**Kutipan Teks:**

☆ ☆ ☆ ☆ ☆

Hukum yang Nietzschean bukanlah hukum yang steril, melainkan hukum yang hidup, yang berani menanggung risiko tafsir, yang tidak hanya menjaga kenyamanan tetapi sanggup mencipta nilai baru. Pertanyaan yang disodorkan Kaerasa Deal, yang awalnya terdengar seperti sekadar kutipan filsafat, ternyata menyentuh inti dari dilema hukum di negeri ini. Nietzsche tidak menawarkan resep instan, sebab keadilan tidak pernah sederhana. Yang ia tawarkan adalah cermin untuk bertanya kepada diri sendiri: apakah kita puas hidup dalam hukum yang menidurkan kawanan, atau kita siap menanggung risiko untuk menjadikan hukum sebagai medan penciptaan makna, baik di ruang sidang, di dunia digital, maupun di jalanan demonstrasi?

☆ ☆ ☆ ☆ ☆

**Soal a:**
Jawablah pertanyaan berikut berdasarkan kutipan di atas.
(i) Menurut kutipan, hukum yang Nietzschean bukanlah hukum yang bagaimana?
(ii) Siapa yang menyodorkan pertanyaan yang dibahas dalam kutipan?
(iii) Apa yang menurut kutipan tidak ditawarkan oleh Nietzsche?
Kutipan dan catatan ini adalah bahan yang terpisah satu sama lain.

**Daftar Catatan:**
☆ ☆ ☆ ☆ ☆

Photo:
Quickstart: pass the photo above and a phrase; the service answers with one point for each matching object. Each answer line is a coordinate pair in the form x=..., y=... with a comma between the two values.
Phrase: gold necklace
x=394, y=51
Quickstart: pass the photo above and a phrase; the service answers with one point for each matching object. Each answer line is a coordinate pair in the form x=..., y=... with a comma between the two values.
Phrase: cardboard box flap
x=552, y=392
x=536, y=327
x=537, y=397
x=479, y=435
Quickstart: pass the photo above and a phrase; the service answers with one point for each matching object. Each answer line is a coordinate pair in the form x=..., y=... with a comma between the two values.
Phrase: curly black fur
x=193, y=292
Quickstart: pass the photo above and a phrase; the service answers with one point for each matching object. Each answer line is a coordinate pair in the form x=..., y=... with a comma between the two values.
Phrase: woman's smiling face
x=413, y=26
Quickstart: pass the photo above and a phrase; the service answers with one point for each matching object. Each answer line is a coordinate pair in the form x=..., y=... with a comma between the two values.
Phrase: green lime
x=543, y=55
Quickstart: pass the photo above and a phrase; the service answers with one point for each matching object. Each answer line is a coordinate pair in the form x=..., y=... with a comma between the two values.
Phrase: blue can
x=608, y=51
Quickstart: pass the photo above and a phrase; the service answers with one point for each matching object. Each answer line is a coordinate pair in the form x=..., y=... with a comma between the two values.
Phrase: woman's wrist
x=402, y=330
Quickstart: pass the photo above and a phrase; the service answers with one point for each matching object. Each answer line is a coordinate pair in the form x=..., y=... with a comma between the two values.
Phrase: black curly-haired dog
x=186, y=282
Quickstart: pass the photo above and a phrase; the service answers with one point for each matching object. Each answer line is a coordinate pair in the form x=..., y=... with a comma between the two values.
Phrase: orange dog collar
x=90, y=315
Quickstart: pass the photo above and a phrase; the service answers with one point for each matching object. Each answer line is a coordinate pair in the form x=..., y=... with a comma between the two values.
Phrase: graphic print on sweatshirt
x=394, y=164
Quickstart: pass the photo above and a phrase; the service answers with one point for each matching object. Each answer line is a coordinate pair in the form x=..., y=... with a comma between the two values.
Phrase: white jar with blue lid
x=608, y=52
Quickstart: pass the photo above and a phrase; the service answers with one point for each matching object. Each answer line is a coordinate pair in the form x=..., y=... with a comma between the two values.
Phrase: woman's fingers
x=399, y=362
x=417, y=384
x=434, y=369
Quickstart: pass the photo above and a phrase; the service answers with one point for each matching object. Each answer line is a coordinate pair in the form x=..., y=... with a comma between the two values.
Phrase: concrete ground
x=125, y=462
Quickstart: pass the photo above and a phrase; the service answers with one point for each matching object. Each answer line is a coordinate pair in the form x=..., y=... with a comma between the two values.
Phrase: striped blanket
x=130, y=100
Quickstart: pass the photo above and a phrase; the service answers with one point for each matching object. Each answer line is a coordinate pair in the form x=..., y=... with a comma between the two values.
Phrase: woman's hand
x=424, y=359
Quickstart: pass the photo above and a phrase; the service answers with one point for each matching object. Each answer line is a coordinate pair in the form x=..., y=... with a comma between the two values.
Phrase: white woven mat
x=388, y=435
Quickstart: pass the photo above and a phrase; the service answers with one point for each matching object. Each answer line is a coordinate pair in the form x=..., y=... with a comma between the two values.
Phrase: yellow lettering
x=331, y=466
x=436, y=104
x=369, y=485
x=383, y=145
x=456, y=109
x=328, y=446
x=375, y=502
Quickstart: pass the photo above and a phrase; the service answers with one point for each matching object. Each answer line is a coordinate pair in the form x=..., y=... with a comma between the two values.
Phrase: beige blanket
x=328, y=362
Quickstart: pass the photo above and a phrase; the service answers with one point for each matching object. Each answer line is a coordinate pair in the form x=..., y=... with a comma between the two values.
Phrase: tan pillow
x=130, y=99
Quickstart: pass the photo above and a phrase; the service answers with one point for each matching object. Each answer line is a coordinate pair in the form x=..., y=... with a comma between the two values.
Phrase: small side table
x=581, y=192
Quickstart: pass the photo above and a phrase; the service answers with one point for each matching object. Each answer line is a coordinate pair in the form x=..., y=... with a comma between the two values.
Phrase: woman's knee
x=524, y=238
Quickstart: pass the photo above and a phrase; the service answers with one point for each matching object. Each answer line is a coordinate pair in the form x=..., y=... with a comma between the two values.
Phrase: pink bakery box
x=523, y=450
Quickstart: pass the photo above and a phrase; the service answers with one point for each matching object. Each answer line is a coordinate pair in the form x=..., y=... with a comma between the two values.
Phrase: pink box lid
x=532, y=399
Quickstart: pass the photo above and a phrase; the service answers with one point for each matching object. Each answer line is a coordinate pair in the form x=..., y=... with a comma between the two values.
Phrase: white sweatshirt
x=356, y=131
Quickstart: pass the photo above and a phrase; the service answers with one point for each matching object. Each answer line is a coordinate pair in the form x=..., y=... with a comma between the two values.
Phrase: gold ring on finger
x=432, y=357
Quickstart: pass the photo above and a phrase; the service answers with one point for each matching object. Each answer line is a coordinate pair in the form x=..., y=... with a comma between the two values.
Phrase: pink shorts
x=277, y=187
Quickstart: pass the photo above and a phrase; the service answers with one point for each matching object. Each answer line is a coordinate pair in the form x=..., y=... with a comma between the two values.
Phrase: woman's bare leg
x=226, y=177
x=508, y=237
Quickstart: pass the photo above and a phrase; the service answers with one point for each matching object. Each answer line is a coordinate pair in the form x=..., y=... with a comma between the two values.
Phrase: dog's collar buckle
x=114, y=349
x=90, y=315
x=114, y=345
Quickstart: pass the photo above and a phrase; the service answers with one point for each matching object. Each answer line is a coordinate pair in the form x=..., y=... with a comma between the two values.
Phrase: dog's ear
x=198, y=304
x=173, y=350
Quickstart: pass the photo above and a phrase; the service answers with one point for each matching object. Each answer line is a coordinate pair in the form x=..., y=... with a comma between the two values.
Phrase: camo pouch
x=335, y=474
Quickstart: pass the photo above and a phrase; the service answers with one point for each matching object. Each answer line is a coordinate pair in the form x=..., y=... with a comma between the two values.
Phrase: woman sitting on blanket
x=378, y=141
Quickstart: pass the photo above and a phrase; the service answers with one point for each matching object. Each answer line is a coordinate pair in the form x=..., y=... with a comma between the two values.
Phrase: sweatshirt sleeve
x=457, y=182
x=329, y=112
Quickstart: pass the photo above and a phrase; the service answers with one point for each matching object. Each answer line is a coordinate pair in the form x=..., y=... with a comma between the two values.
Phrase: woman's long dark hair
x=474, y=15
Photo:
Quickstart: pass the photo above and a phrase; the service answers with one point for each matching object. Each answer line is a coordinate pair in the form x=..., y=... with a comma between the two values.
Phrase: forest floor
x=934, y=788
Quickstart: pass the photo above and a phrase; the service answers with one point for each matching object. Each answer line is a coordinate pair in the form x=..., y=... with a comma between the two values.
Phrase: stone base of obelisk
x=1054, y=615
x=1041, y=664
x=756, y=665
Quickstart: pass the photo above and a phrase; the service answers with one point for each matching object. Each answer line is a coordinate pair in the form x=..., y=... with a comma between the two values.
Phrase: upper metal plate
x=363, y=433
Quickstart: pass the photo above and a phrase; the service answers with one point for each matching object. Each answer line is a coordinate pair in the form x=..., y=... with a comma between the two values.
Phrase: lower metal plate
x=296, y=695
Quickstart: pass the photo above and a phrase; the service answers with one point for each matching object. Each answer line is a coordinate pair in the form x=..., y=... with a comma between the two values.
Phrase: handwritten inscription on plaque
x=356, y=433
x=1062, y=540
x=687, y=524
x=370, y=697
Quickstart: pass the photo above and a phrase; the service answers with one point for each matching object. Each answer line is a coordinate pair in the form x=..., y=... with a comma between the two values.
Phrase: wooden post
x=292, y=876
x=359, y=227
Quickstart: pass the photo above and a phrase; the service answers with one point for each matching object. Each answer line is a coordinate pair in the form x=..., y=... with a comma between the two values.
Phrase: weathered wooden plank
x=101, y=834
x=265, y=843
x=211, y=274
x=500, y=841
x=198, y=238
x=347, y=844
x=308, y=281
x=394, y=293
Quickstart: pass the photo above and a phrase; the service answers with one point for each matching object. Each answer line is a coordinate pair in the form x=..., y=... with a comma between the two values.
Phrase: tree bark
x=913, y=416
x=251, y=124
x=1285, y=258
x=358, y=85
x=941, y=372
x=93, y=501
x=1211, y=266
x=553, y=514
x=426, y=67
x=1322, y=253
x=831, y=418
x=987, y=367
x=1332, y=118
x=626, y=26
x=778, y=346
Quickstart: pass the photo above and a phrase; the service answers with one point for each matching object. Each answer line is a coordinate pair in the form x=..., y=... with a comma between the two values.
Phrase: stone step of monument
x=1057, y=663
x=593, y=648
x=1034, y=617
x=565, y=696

☆ ☆ ☆ ☆ ☆

**Soal b:** Pilih setiap baris catatan di atas yang memuat kata "sweatshirt". Huruf besar dan kecil dibedakan.

**Jawaban yang Diharapkan a:**
(i) Hukum yang steril.
(ii) Kaerasa Deal.
(iii) Resep instan.

**Jawaban yang Diharapkan b:**
Phrase: graphic print on sweatshirt
Phrase: white sweatshirt
Phrase: sweatshirt sleeve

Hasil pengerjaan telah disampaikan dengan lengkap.